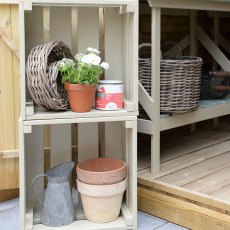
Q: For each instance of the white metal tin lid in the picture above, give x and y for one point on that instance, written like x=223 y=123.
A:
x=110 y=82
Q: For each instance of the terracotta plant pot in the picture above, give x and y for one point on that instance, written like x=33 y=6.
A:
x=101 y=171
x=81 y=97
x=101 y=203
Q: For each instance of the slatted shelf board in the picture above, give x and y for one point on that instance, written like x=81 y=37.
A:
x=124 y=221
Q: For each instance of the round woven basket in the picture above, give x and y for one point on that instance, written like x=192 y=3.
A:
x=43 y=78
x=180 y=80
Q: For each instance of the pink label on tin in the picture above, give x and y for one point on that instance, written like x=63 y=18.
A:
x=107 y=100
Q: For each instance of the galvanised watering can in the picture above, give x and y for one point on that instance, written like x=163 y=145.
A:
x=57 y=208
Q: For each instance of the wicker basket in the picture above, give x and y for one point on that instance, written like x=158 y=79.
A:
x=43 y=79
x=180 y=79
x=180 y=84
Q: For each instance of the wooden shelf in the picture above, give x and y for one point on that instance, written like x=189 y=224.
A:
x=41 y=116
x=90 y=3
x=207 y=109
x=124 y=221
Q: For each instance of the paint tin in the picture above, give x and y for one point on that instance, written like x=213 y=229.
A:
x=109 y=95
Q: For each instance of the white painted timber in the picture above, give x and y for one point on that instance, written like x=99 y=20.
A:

-------

What is needed is an exact copy of every entry, with the pictures removed.

# EXPECTED OUTPUT
Q: For each instance of the white metal tin lid in the picture above, give x and y for one point on that instance, written like x=223 y=123.
A:
x=110 y=82
Q: For each instance of the terracotta plant pot in the picture above, give x and y for one point on that instance, written like x=33 y=6.
A:
x=101 y=171
x=81 y=97
x=101 y=203
Q: For each instance of the slatted shelf board in the picture above, give x and y for one point on that instance, written like x=81 y=37.
A:
x=124 y=221
Q: For each instance of the round woven basket in the picture above, give x and y for one point on that instance, written like x=192 y=3.
A:
x=43 y=78
x=180 y=80
Q: For each instance of the pink label on tin in the picture above, give x and y for one point on that instance, written like x=63 y=18.
A:
x=107 y=100
Q: For each instance of the galvanised watering can in the picture above, give x and y for one point on that instance, written like x=163 y=145.
A:
x=57 y=208
Q: For each instance of the wicker basket in the picture above, give x and y for one point on that instance, written like x=158 y=79.
A:
x=43 y=79
x=180 y=79
x=180 y=84
Q: For each instance of the wooden shelf in the picture above, give x and y for one point on that instance, written like x=189 y=224.
A:
x=41 y=116
x=90 y=3
x=207 y=109
x=124 y=221
Q: For each instance of the paint tin in the picture above, give x and y for one point on that instance, written like x=213 y=229.
A:
x=109 y=95
Q: For each instance of the white painted timber in the picture above, give x and y for one point on that instance, written like x=99 y=20.
A:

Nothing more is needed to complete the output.